**What is being asked:** Reproduce verbatim the entries below, beginning at the line that contains "Q: Returning coordinates formatted like [524,537], pin" and continuing through the final line of the entries.

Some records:
──────────

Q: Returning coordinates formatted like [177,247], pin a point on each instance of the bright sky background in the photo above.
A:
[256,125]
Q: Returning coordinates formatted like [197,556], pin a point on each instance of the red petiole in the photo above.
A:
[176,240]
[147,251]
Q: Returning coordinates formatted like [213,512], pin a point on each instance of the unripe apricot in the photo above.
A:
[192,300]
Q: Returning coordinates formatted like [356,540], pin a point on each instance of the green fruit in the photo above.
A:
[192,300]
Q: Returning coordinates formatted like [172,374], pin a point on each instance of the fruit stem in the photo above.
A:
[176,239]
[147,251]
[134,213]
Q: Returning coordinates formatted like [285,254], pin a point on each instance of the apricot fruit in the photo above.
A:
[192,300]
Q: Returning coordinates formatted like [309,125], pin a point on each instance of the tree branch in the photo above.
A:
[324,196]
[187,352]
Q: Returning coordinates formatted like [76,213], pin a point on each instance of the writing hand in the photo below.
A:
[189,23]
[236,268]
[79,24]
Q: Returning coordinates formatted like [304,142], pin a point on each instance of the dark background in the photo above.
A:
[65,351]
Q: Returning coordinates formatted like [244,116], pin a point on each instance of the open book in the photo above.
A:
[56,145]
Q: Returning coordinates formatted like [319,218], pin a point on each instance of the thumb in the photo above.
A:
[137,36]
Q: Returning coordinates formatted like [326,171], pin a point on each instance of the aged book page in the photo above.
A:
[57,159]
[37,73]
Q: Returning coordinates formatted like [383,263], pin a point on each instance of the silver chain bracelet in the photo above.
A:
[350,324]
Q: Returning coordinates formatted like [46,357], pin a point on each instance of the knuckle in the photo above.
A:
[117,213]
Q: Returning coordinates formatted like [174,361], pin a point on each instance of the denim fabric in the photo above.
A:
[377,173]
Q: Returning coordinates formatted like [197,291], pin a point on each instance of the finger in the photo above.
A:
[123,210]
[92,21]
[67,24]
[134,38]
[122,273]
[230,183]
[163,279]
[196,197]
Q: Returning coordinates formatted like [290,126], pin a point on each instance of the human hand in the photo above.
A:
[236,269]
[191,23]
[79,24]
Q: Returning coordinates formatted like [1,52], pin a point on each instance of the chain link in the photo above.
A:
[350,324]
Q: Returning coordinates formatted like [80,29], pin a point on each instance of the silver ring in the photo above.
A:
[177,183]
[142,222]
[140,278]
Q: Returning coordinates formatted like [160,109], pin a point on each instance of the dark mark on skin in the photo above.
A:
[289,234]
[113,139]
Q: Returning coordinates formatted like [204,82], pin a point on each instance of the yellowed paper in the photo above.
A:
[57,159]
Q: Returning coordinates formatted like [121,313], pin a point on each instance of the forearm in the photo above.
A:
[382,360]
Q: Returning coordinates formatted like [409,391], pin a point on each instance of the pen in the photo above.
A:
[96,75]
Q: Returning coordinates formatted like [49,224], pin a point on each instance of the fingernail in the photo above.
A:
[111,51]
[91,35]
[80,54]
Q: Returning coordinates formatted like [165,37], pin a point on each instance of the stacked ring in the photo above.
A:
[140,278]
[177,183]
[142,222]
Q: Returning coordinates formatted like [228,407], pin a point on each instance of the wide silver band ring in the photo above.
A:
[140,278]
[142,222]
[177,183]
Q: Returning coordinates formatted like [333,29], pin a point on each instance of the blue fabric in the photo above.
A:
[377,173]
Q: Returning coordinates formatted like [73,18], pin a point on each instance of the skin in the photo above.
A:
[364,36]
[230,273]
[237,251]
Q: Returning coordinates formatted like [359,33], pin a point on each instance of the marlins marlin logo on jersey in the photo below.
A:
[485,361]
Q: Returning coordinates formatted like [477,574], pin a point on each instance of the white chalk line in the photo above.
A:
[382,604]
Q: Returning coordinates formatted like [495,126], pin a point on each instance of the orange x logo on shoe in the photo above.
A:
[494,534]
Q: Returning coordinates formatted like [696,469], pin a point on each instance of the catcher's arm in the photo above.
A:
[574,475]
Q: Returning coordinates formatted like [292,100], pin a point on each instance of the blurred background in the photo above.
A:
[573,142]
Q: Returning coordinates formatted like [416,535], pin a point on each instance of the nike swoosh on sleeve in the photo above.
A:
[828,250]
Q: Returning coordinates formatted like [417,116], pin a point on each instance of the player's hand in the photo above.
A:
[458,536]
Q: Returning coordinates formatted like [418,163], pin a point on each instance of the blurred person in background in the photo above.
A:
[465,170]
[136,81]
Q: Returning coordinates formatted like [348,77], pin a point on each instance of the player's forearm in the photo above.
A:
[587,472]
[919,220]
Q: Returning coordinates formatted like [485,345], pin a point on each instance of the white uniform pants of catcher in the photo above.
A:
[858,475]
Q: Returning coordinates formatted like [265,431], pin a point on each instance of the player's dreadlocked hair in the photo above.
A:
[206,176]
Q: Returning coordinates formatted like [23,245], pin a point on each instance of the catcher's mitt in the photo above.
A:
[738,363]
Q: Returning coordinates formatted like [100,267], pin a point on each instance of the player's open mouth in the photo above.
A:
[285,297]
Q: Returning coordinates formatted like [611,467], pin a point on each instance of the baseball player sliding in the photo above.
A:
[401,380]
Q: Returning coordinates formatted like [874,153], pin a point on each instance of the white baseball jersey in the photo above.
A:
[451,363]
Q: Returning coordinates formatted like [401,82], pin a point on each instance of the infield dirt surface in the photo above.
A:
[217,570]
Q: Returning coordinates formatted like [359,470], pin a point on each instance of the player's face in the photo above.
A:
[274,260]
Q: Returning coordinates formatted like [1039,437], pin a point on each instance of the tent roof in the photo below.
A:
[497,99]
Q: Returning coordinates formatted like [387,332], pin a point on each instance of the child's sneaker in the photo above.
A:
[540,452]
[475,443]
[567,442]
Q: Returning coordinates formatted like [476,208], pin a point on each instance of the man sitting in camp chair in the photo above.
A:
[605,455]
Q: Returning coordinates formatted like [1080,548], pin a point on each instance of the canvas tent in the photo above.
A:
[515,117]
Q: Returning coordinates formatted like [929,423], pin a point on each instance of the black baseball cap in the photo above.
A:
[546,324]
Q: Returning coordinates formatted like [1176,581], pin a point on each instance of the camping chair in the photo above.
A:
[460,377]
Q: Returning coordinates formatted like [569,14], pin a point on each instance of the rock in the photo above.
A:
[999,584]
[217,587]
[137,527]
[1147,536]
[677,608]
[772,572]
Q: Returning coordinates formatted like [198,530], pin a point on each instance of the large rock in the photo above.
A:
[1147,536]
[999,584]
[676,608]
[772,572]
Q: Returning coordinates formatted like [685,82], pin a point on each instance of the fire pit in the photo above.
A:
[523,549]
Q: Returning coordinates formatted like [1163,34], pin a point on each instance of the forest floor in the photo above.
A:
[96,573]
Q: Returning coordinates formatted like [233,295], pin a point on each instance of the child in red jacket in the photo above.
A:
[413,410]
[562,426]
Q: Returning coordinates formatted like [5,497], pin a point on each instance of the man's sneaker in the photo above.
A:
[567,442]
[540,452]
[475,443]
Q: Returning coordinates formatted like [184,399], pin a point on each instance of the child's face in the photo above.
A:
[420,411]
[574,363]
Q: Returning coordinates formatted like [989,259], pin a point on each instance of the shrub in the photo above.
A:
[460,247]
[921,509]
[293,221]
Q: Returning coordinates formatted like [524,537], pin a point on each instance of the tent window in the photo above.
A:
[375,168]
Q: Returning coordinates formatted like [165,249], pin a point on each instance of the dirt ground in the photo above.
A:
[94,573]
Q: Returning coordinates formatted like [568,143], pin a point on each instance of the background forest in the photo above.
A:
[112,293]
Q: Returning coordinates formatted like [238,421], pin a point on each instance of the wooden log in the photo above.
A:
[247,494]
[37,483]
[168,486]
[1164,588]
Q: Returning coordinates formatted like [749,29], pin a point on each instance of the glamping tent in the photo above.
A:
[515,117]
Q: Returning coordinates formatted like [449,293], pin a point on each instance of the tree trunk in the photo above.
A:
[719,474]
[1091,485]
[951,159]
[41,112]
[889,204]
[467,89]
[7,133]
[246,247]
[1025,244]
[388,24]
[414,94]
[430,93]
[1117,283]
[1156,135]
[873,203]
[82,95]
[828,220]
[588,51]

──────────

**Result of this task:**
Q: Returning coordinates formatted like [524,537], pin a point on each instance of the tent window in the photo above.
A:
[375,168]
Q: Returning coordinates formatted like [165,249], pin a point on each instance of the dirt ground in the photo above.
A:
[94,573]
Q: Returning coordinates formatted like [568,143], pin a point on each instance of the background forest in the photo above.
A:
[112,293]
Q: Returning coordinates formatted like [238,421], pin a point on each instance of the wooden log in the photo above.
A:
[247,494]
[37,483]
[168,486]
[1164,588]
Q: Returning coordinates formatted like [749,29], pin a point on each instance of the glamping tent in the photo above.
A:
[515,117]
Q: Returning coordinates formatted like [449,293], pin a point on each instance of the tree trunk in the photo above.
A:
[719,474]
[1091,485]
[951,159]
[41,112]
[889,204]
[467,89]
[7,133]
[246,247]
[1025,244]
[388,24]
[414,94]
[430,93]
[1117,283]
[1156,135]
[873,203]
[82,95]
[828,220]
[588,51]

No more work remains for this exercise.